- **Цитируемый текст**
== == ==
Зофья Посмыш начала писать радиопьесу «Пассажирка из кабины 45» под конец 1950‐х годов. Она вспоминает, что работа над радиопьесой сопровождалась множившимися сообщениями в прессе о том, как комфортно и в какой безопасности живут нацистские преступники в Федеративной Республике Германии. Именно в такой атмосфере начиналась многолетняя подготовка к франкфуртскому процессу, который должен был обнаружить недавние преступления, принудить немецкое общество к конфронтации со своим еще не канувшим в историю прошлым, но стал прежде всего сценой обнаружения молчаливого мнения немецкого общества, в подавляющем большинстве выступающего против сведения счетов с прошлым. Поэтому процесс этот принял скандальный оборот: позволил подсудимым, которые от всего отказывались, проявить грубость и высокомерие, в то время как для тех, кто выступал свидетелями, конфронтация лицом к лицу со своими бывшими преследователями обернулась переживанием травматического гнета. Франкфуртский процесс оказался словно дописанным к «Пассажирке» издевательским комментарием, конфронтация между эсэсовцами и узниками выглядела тут совершенно иначе. Можно еще добавить, что в свете франкфуртского процесса Лиза не должна была опасаться никаких юридических последствий, поскольку не принадлежала к кругу тех чиновников лагеря Аушвиц, которых было в состоянии выловить немецкое законодательство 1872 года.
Почти в то же время, когда снималась «Пассажирка», в Иерусалиме с апреля по декабрь шел процесс Эйхмана, после войны скрывавшегося в Аргентине. Известную работу Ханны Арендт «Эйхман в Иерусалиме» тоже можно считать вкладом в изучение феномена невидимости преступлений, совершенных нацистами. Эта невидимость заключалась прежде всего в языке, в эвфемистическом административном жаргоне, скрывавшем истинное положение вещей, а также в самих процедурах организационной махины, задействованной в процессе Катастрофы (уже сама метафора «махины» влечет за собой тот аспект, что «никто ни в чем не виновен»). Эта махина позволяла тем, кто приводил ее в движение, симулировать неведение или же заявлять о своей личной невиновности. Один из свидетелей на франкфуртском процессе, занимавшийся координацией поездов в Аушвице, утверждал, что не знал ничего об их предназначении и даже о существовании газовых камер. Один из обвиняемых, в свою очередь, настаивал, что значение слова «Sonderbehandlung», относящегося к массовому уничтожению евреев, было строго охраняемой государственной тайной. Фрагменты обоих показаний Петер Вайс поместил в «Дознании», полностью основанном на показаниях свидетелей и обвиняемых во время франкфуртского процесса.
== == ==
[Данные о размещении точек]
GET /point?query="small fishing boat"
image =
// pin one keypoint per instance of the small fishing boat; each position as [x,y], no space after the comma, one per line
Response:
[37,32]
== == ==
- **Что сделать**
(a) Перечислите всех людей, которые названы в цитируемом тексте по фамилии.
(b) Где, согласно цитируемому тексту, Эйхман скрывался после войны?
(c) Переведите на английский язык предложение из цитируемого текста: «Эта махина позволяла тем, кто приводил ее в движение, симулировать неведение или же заявлять о своей личной невиновности».
Эти данные никак не связаны с цитируемым текстом.

- **Ответы к заданиям**
(a) Зофья Посмыш, Эйхман, Ханна Арендт, Петер Вайс.

(b) В Аргентине.

(c) This machine allowed those who set it in motion to feign ignorance or else to claim their personal innocence.